>> Begin Entries shown

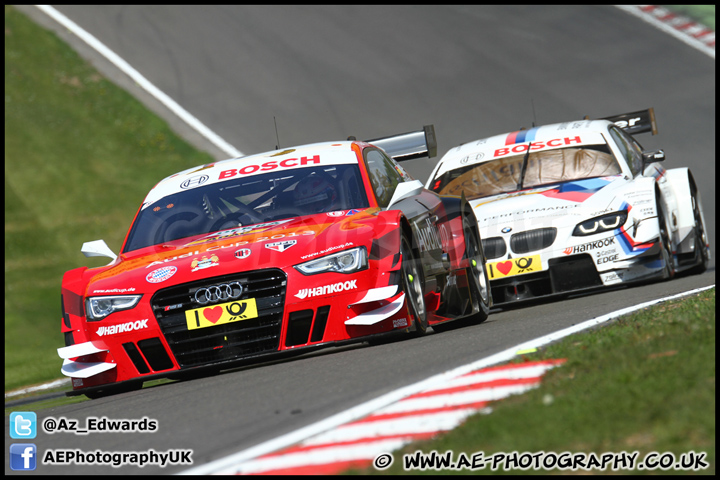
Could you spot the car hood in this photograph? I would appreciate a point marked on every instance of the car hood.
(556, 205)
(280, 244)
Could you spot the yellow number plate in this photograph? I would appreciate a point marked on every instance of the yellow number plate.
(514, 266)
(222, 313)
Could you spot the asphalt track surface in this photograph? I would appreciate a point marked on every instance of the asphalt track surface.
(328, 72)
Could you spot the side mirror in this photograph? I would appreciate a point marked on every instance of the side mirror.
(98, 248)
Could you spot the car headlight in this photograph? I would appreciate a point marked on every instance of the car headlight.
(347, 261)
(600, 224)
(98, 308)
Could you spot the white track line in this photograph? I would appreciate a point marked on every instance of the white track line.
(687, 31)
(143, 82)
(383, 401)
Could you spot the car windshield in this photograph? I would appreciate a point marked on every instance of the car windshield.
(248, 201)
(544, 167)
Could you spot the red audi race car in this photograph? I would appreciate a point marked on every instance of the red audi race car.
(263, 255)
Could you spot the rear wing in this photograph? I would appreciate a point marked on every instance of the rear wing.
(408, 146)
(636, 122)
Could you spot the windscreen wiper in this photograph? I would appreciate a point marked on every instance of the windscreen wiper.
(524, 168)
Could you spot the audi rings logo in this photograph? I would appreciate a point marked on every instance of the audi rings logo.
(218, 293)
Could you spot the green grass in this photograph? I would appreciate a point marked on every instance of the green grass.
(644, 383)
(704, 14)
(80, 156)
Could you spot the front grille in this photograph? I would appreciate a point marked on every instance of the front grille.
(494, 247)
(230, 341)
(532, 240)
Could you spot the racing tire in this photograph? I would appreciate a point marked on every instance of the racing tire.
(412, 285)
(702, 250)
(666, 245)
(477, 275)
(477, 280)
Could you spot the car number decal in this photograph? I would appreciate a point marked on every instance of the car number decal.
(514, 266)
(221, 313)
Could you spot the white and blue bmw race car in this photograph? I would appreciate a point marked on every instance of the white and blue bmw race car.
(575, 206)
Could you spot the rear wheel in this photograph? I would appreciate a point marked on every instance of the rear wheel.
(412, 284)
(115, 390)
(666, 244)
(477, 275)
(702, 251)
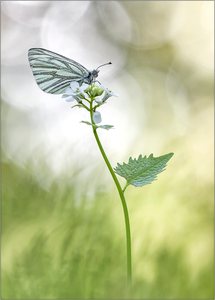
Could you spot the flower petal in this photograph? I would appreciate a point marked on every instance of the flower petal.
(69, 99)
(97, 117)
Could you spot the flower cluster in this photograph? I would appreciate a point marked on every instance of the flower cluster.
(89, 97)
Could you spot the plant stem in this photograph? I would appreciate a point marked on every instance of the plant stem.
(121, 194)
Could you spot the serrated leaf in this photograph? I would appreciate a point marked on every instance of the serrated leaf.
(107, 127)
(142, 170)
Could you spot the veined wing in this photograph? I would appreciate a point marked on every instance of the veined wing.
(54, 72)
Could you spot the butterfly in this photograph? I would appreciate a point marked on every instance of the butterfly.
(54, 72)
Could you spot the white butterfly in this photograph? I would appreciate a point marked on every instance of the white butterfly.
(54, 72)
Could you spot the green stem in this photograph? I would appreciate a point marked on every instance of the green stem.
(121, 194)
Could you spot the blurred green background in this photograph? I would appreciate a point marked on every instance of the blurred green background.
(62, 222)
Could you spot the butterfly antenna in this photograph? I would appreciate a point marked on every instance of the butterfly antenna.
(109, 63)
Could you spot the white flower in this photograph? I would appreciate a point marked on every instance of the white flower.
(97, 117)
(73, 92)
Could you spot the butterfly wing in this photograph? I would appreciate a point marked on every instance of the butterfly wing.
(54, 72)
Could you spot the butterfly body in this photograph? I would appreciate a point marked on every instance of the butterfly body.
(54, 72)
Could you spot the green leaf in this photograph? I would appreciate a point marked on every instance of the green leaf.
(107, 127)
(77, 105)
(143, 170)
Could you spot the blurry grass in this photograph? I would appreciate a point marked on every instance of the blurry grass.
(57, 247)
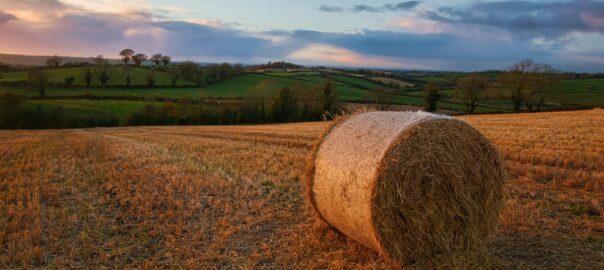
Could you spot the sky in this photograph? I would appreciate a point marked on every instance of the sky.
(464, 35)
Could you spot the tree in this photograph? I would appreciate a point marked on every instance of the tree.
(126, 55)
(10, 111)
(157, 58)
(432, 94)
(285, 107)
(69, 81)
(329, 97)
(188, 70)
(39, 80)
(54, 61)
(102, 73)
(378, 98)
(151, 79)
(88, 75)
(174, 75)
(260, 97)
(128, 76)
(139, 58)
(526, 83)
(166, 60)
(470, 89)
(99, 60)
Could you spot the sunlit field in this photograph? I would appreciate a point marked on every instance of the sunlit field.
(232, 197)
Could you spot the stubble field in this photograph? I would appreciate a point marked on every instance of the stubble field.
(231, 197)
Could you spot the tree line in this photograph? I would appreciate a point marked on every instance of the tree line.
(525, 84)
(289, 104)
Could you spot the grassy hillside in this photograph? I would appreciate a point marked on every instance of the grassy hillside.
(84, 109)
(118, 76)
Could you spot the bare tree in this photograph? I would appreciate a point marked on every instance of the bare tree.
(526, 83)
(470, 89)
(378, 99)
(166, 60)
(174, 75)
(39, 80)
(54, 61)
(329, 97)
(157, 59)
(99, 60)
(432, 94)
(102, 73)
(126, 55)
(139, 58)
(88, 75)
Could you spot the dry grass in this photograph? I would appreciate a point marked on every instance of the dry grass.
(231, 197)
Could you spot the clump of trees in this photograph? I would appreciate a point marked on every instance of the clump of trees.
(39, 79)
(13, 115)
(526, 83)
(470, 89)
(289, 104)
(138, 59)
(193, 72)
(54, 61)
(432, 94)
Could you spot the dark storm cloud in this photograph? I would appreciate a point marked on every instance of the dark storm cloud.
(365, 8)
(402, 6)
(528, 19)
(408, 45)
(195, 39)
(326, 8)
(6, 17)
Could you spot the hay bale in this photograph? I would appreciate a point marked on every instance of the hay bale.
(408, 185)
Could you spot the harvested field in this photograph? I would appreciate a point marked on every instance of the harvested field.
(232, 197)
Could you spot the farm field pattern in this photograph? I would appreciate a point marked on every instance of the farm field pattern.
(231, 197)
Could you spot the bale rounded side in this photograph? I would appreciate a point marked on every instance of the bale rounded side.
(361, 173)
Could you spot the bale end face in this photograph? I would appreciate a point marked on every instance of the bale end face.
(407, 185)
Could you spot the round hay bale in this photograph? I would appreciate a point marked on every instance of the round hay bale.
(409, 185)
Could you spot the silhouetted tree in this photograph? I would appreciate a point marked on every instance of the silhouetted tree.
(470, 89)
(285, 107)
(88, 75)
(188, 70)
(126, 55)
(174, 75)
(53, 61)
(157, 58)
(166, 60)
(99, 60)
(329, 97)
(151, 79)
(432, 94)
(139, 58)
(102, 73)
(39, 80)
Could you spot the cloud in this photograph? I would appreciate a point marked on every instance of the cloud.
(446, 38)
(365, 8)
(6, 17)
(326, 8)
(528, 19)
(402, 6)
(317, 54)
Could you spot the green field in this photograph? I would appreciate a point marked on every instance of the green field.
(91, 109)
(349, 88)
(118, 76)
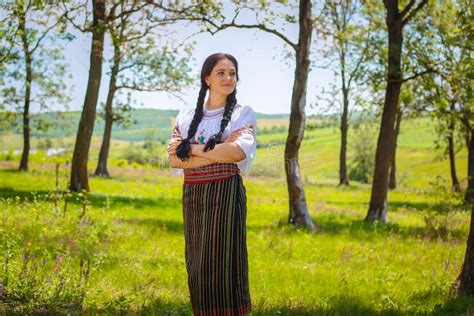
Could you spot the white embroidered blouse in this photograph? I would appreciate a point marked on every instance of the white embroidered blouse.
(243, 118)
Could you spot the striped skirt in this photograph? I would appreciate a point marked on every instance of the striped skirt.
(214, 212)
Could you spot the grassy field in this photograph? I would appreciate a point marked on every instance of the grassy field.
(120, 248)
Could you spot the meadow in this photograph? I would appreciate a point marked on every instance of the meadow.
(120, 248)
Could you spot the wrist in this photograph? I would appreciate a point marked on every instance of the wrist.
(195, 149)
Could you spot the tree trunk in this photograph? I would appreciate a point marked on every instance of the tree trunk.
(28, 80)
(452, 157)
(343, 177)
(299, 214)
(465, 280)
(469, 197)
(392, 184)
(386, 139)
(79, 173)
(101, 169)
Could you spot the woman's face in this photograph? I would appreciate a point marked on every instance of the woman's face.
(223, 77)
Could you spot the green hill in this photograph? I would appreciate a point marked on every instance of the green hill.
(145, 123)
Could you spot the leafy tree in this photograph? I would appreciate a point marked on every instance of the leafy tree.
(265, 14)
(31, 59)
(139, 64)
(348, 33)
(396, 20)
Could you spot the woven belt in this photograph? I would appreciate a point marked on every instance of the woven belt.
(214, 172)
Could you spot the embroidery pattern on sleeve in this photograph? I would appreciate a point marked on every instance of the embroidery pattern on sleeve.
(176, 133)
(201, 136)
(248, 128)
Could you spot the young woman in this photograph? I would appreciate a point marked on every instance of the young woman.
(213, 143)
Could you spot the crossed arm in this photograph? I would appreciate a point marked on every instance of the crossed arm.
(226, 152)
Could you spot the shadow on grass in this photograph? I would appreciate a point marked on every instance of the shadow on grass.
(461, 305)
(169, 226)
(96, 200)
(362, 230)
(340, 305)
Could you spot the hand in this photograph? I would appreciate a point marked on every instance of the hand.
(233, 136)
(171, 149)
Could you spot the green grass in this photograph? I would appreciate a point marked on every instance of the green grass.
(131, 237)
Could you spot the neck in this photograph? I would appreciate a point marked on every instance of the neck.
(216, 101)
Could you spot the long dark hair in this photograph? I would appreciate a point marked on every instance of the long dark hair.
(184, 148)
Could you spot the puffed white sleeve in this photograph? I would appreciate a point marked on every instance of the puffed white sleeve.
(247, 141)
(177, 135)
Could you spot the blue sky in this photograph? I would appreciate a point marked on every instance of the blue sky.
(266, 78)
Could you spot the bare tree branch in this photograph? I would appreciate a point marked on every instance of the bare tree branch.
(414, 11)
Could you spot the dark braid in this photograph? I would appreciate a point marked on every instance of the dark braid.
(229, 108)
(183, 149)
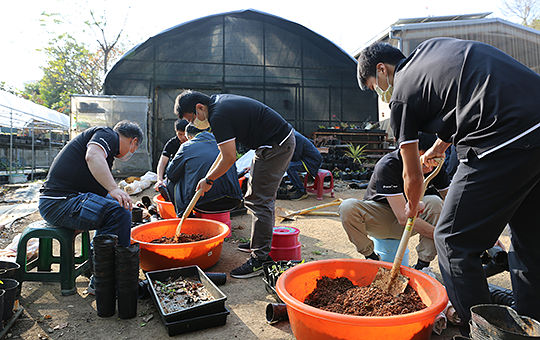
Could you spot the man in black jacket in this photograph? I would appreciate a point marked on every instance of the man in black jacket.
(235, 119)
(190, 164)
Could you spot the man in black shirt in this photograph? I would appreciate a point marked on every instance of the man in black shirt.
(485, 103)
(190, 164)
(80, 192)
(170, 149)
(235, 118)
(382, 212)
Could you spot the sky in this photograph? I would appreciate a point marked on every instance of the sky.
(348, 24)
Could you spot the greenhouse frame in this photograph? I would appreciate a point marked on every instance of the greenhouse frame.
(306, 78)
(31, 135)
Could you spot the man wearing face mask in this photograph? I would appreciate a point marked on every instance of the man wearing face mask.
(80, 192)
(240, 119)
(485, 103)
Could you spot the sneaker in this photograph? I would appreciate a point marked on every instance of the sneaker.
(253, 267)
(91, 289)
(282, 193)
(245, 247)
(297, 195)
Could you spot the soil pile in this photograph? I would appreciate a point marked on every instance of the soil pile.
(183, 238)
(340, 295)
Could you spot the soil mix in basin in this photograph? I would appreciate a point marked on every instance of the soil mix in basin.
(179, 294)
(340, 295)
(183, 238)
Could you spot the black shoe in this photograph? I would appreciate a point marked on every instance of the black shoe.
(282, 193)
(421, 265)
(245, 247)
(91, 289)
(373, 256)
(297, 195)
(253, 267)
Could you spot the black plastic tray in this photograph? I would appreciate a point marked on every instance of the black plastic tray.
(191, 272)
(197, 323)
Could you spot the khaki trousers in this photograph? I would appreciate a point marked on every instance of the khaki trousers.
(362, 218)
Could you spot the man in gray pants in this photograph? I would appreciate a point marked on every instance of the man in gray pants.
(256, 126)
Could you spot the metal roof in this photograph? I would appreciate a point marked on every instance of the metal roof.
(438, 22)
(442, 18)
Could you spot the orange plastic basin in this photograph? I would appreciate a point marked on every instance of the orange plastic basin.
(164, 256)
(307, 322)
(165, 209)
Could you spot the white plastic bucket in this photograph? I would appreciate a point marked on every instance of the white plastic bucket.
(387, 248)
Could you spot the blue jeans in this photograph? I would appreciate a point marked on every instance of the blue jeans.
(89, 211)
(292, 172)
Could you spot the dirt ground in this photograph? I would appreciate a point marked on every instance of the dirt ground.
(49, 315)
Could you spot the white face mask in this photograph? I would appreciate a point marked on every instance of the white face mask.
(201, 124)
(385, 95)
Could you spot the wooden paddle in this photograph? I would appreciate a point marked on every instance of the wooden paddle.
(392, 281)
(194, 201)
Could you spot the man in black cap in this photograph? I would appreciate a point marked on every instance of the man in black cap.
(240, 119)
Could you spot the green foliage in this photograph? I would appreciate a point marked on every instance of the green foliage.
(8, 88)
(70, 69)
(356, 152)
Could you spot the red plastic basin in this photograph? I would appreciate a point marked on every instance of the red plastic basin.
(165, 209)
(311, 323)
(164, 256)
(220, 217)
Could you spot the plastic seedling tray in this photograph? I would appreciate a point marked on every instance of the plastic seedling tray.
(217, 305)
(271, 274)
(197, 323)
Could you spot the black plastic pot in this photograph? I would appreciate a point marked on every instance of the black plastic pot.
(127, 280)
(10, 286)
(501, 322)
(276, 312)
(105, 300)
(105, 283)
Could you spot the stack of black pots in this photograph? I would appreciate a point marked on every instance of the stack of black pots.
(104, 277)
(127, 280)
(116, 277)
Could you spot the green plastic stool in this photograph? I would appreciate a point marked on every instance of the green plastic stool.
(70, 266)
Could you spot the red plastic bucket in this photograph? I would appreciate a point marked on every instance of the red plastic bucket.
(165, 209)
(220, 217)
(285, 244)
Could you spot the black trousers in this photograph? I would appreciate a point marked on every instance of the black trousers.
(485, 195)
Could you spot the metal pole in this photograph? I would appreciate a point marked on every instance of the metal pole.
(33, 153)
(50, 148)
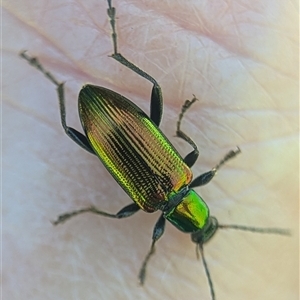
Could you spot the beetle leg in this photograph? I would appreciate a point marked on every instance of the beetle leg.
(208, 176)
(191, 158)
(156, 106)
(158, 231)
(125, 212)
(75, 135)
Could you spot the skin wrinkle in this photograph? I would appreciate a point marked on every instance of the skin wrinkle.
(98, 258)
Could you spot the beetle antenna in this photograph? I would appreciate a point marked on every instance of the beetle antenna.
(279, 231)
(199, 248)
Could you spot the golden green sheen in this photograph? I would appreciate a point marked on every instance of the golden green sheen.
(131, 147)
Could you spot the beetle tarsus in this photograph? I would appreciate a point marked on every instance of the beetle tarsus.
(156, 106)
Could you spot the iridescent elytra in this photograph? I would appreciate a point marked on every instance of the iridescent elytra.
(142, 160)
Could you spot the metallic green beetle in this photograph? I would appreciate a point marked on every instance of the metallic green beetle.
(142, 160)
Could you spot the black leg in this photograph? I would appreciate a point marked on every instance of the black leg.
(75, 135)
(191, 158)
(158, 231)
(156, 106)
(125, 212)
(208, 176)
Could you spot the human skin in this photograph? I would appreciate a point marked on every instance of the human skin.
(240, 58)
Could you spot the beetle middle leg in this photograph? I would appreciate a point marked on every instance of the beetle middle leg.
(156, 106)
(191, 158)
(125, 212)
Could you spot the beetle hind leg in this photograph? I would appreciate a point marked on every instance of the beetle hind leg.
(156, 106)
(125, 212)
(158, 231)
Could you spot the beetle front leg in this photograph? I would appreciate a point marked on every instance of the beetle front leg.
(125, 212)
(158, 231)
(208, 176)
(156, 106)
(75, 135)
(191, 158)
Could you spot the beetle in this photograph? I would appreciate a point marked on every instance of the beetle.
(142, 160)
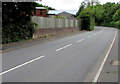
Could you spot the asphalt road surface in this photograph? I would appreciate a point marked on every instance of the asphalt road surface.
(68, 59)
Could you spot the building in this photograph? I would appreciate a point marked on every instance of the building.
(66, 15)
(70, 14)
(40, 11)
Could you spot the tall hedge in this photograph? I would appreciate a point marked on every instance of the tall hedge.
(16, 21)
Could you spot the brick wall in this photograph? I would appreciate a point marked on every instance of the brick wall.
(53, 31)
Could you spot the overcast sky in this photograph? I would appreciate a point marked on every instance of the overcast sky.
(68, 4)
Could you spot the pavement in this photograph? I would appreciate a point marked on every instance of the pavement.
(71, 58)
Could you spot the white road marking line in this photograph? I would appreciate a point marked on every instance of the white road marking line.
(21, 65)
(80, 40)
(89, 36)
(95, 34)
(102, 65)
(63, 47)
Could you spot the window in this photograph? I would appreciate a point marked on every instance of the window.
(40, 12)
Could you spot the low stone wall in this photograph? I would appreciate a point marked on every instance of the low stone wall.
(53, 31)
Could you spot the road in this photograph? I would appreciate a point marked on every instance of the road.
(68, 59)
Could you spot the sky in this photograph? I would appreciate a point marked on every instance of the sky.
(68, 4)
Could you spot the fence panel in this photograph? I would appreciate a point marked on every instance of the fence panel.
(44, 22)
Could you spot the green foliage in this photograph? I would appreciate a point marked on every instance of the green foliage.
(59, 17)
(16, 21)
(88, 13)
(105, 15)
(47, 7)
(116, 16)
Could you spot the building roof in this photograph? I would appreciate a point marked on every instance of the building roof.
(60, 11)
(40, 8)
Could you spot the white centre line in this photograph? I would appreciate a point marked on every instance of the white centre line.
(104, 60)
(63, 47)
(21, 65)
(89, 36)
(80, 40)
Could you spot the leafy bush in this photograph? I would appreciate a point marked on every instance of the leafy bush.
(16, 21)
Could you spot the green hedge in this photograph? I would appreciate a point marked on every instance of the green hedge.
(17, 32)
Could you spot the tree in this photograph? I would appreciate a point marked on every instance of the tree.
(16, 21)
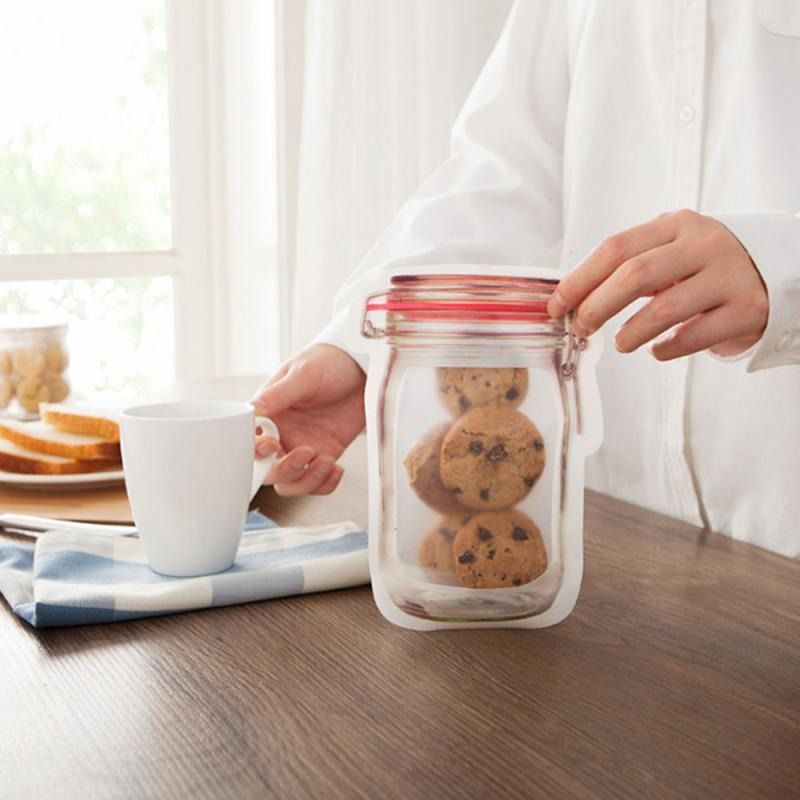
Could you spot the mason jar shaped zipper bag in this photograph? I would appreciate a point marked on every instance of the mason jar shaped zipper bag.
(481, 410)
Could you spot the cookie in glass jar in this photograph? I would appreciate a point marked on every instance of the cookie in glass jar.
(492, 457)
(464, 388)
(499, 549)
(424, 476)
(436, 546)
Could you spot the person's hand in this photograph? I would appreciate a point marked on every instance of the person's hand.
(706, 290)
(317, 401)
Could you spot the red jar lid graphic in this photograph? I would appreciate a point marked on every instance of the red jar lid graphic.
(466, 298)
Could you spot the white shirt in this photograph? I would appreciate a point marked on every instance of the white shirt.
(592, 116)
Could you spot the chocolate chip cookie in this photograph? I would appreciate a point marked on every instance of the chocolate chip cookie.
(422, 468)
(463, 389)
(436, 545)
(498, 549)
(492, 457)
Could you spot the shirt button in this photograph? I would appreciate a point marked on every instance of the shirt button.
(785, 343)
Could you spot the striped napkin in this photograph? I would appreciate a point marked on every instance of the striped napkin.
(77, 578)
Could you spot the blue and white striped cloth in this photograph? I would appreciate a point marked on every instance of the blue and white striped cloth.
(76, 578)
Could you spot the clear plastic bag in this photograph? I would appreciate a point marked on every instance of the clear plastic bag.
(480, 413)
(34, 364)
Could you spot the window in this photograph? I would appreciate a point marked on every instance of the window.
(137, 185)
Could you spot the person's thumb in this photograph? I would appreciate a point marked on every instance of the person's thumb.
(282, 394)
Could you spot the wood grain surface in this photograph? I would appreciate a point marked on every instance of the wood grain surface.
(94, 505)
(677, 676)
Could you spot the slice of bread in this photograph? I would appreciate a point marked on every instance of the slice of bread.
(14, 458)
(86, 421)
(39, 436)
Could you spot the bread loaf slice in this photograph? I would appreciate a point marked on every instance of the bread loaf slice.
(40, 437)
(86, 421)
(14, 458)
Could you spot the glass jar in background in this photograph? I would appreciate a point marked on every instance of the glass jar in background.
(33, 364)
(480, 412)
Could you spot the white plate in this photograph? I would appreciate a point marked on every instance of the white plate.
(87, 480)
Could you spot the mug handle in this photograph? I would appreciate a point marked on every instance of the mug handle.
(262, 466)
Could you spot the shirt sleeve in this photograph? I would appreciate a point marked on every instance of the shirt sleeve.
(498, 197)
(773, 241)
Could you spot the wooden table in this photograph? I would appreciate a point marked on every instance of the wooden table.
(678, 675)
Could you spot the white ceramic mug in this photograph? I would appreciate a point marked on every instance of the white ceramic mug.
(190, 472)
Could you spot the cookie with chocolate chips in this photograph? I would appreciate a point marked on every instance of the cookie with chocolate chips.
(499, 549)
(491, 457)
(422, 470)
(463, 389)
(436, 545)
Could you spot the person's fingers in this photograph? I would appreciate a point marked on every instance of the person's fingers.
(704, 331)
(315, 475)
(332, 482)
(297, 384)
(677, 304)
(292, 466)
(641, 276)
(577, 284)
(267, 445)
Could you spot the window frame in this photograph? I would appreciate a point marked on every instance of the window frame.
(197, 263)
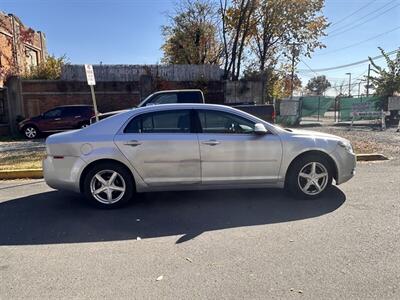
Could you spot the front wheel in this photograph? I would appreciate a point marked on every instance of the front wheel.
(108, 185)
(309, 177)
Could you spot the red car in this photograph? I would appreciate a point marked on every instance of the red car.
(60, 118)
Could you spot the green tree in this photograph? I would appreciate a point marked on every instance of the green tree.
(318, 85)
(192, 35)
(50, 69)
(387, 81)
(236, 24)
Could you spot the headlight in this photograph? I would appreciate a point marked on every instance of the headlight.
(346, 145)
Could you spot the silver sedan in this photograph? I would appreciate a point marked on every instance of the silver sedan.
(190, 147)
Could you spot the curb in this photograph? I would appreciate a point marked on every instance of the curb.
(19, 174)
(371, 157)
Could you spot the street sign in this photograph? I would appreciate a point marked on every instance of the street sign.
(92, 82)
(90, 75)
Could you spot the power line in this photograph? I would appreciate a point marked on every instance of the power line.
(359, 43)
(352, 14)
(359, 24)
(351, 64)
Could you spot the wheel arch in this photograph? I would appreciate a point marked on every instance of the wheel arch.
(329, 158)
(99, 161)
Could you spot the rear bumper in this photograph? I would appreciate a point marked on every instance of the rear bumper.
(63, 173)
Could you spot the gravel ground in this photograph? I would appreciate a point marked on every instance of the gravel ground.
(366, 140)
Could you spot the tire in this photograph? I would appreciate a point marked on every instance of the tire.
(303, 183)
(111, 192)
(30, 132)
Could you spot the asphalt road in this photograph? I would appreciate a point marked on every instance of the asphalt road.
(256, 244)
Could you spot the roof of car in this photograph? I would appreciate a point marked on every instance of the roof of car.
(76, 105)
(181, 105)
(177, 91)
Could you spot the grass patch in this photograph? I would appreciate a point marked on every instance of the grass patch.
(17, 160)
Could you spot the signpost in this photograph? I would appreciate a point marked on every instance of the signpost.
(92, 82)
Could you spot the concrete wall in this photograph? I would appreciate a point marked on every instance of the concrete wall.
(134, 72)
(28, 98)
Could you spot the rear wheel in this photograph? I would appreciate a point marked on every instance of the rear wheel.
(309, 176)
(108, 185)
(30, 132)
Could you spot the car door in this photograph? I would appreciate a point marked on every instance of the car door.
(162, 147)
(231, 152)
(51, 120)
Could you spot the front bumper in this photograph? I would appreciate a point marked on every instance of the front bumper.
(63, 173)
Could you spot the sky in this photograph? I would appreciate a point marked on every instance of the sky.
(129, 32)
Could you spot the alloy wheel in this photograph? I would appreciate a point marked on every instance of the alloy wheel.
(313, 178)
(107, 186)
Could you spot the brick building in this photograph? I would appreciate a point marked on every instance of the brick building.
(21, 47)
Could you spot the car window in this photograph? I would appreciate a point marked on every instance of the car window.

>> End Entries shown

Problem requirements:
Reproduce only the lines running from the one that contains "Could you spot the rear bumper" to the last line of the records.

Answer for the task:
Could you spot the rear bumper in this photograph? I would appreciate a point marked on every instance of the rear bumper.
(63, 173)
Could you spot the gravel ground in this photograph? I would appreciate a point marked on every instance of the gravel ground.
(366, 140)
Could you spot the tire in this photograph? I would appreciate a point marked on every instance of the tire.
(303, 183)
(111, 192)
(30, 132)
Could you spot the asphalt road in this photograph? I would appreciate a point marked on every instance of the asphalt road.
(256, 244)
Could you spot the roof of car in this photograph? I would appreciate a point marked on every instance of the roof of car.
(76, 105)
(181, 105)
(177, 91)
Could you spot the grass patch in this photograph? I would appreciate a point marked on every instance of the grass patch.
(17, 160)
Could you spot the signpost in this photograph? I would appreciate a point marked on every instance of the signpost.
(92, 82)
Could you spot the concrete wall in this photograph? I would appreciate a point marked on every instance of the concrete wall.
(134, 72)
(28, 98)
Could you spot the rear wheel in this photograph? I would appreciate a point marked on every instance of the rear wheel.
(309, 176)
(108, 185)
(30, 132)
Could you spot the car door in this photograph? I would appreciate a point marked on every instance of the car door.
(162, 147)
(231, 152)
(51, 120)
Could you spot the front bumper in this photograph? I would appreciate a point marked on every instance of the front bumper.
(63, 173)
Could you spot the sky in this photograph? I would appreciate a point marked on every instance of the sky.
(129, 32)
Could you spot the alloy wheel in this photograph? I would appreciate a point marked on every instance of the alloy wheel.
(313, 178)
(107, 186)
Could you spot the brick building in this photograph? I would appreciate a point marked on every instance of the brick building.
(21, 47)
Could you spot the car window in this photograph? I would appreciate a point marked on every instance of the car window.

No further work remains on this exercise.